* **Texto extraído**:
A ampulheta virou. Para o bem ou para o mal, a Reforma Tributária não é mais uma discussão teórica ou uma promessa distante… é uma realidade constitucional, uma contagem regressiva em andamento que trará uma das mais profundas transformações no ambiente de negócios brasileiro.
E no epicentro desta mudança, se encontra o setor de franquias — um ecossistema complexo e vital para a economia, responsável por um faturamento de mais de 278 bilhões de reais e milhões de empregos (dados da ABF). Ignorar as placas de sinalização que já estão sendo fincadas ao longo do caminho não é uma opção. Precisamos estar atentos a isto.
A mensagem que ecoa em todos os corredores de feiras de negócios, em reuniões de conselho e em conversas com empreendedores é uma só: a preparação precisa ser imediata. O tempo de esperar para ver já passou, e a contagem regressiva corre de maneira cruel, tendo em vista as grandes definições já tomadas. É certo que estamos imersos na fase de regulamentação, mas muito já foi definido, e os impactos são importantes demais para serem empurrados para frente.

* **Dados fornecidos**:
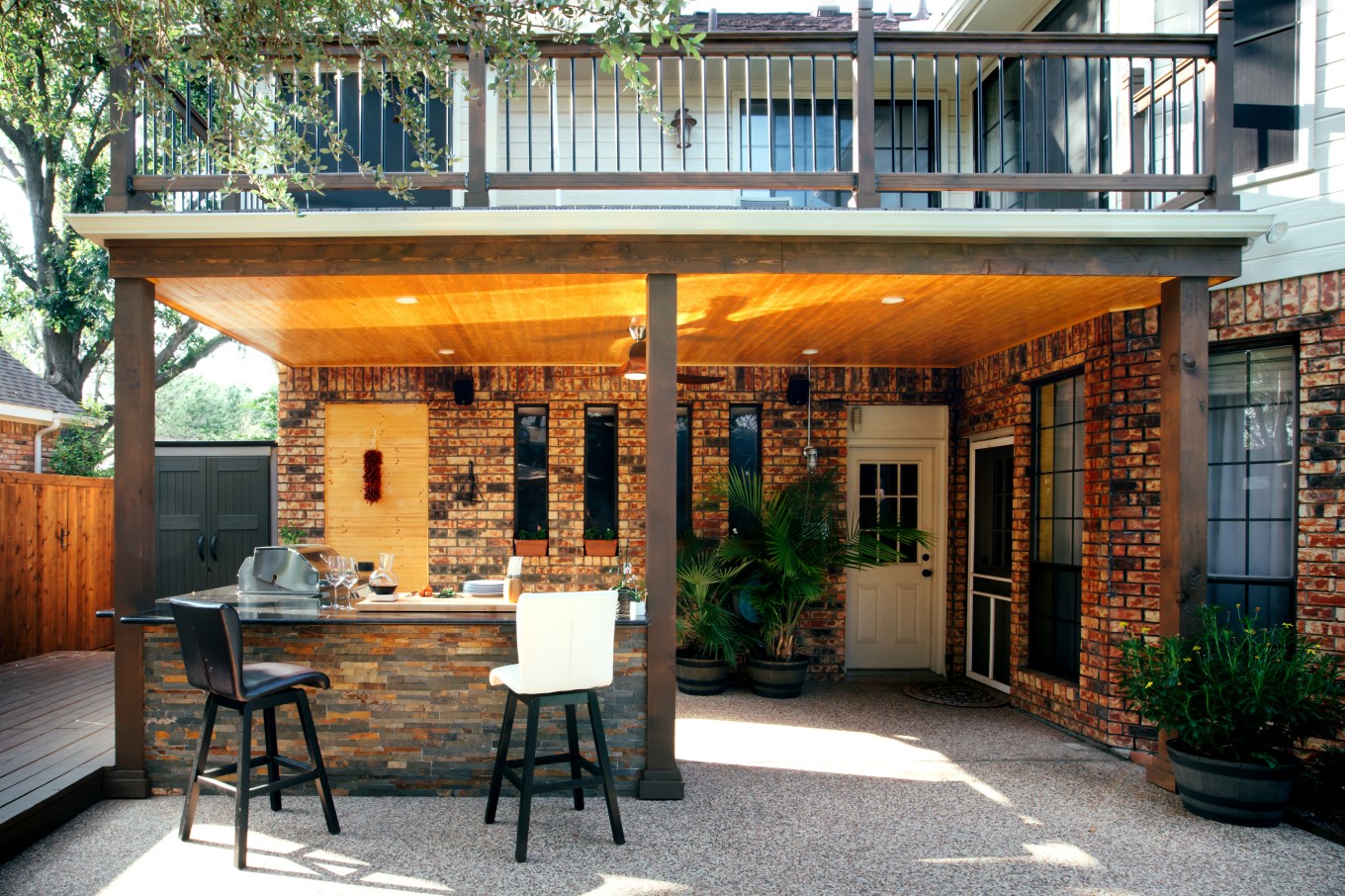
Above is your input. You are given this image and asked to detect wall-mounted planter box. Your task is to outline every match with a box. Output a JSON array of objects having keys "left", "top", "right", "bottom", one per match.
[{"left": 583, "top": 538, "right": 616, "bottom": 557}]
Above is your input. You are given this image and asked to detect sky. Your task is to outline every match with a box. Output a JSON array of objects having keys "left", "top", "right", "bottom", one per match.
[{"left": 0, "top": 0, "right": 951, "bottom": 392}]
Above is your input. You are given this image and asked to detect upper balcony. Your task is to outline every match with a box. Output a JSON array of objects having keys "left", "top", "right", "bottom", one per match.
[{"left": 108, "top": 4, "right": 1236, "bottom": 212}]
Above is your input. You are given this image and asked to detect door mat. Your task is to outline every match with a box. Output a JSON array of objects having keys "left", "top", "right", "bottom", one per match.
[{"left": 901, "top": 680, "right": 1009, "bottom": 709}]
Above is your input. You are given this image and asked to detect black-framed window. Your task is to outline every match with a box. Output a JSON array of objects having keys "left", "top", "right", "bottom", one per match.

* **Lista de exercícios**:
A - Atualize o trecho do texto sobre a Reforma Tributária que começa em "A ampulheta virou." e segue até "atentos a isto.", reescrevendo-o com "franquias" substituído por "serviços".
B - Segundo o texto sobre a Reforma Tributária, qual é o faturamento do setor de franquias?

* **Resultados finais**:
A -
A ampulheta virou. Para o bem ou para o mal, a Reforma Tributária não é mais uma discussão teórica ou uma promessa distante… é uma realidade constitucional, uma contagem regressiva em andamento que trará uma das mais profundas transformações no ambiente de negócios brasileiro.
E no epicentro desta mudança, se encontra o setor de serviços — um ecossistema complexo e vital para a economia, responsável por um faturamento de mais de 278 bilhões de reais e milhões de empregos (dados da ABF). Ignorar as placas de sinalização que já estão sendo fincadas ao longo do caminho não é uma opção. Precisamos estar atentos a isto.

B - Mais de 278 bilhões de reais, conforme dados da ABF.